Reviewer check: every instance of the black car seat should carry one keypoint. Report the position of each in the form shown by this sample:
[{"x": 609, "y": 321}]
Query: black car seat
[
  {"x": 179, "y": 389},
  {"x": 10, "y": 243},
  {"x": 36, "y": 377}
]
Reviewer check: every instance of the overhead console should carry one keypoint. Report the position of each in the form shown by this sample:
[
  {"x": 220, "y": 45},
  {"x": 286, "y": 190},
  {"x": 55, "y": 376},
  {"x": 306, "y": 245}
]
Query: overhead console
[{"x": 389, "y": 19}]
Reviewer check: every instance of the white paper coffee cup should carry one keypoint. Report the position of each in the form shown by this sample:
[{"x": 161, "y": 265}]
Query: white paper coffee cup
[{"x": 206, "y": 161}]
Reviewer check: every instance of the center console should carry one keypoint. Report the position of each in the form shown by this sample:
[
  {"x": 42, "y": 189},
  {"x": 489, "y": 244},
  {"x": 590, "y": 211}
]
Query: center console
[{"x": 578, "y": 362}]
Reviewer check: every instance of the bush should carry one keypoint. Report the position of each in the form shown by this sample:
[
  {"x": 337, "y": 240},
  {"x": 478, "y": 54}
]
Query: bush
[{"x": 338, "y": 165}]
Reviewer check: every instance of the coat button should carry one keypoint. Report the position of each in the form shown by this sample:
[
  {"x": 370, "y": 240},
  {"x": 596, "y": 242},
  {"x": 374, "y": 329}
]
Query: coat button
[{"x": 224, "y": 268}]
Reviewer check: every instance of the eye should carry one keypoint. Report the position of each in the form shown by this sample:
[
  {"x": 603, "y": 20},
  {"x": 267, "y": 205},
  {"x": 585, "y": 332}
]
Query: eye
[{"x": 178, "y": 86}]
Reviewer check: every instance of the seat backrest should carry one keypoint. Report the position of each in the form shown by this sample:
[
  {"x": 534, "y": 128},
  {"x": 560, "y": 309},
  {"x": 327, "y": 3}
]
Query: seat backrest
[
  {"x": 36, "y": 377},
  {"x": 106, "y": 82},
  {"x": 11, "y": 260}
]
+ + + + +
What you have to do: Please go through all the items above and change each "Reviewer check" to "Annotator check", keeping everything else the same.

The reply:
Annotator check: every instance of the black car seat should carry one keypoint. Report the position of each in the form shown by this sample:
[{"x": 609, "y": 321}]
Query: black car seat
[
  {"x": 179, "y": 389},
  {"x": 10, "y": 243},
  {"x": 36, "y": 377}
]
Annotator check: every instance of the overhead console should carry one keypoint. Report the position of each in the form shown by this sample:
[
  {"x": 220, "y": 45},
  {"x": 286, "y": 190},
  {"x": 55, "y": 376},
  {"x": 306, "y": 245}
]
Query: overhead console
[{"x": 389, "y": 19}]
Annotator check: every instance of the white paper coffee cup should carry one keypoint. Report the position of each in the form shown by this sample:
[{"x": 161, "y": 265}]
Query: white paper coffee cup
[{"x": 206, "y": 161}]
Annotator check: every instance of the center console should carry one keypoint. Report the position of each in the form shown by this sample:
[
  {"x": 42, "y": 189},
  {"x": 489, "y": 244},
  {"x": 590, "y": 211}
]
Query: center console
[{"x": 578, "y": 362}]
Annotator check: every instance of the bush should carry one keypoint. Report the position of each in the form shown by this sample:
[
  {"x": 337, "y": 240},
  {"x": 478, "y": 54}
]
Query: bush
[{"x": 338, "y": 165}]
Annotator check: every instance of the coat button should carry one keypoint. Report the position of each in the form shown by this sample:
[
  {"x": 370, "y": 240},
  {"x": 596, "y": 242},
  {"x": 374, "y": 329}
]
Query: coat button
[{"x": 224, "y": 268}]
Annotator check: every instance of the eye should carry one keypoint. Report the position of each in the form shown by this sample:
[
  {"x": 603, "y": 20},
  {"x": 267, "y": 205},
  {"x": 585, "y": 332}
]
Query: eye
[{"x": 178, "y": 86}]
Annotator check: every instance of the seat backrest should carry one keypoint. Report the position of each in the form shown by this sample:
[
  {"x": 534, "y": 128},
  {"x": 560, "y": 309},
  {"x": 327, "y": 3}
]
Query: seat backrest
[
  {"x": 36, "y": 377},
  {"x": 106, "y": 82},
  {"x": 11, "y": 260}
]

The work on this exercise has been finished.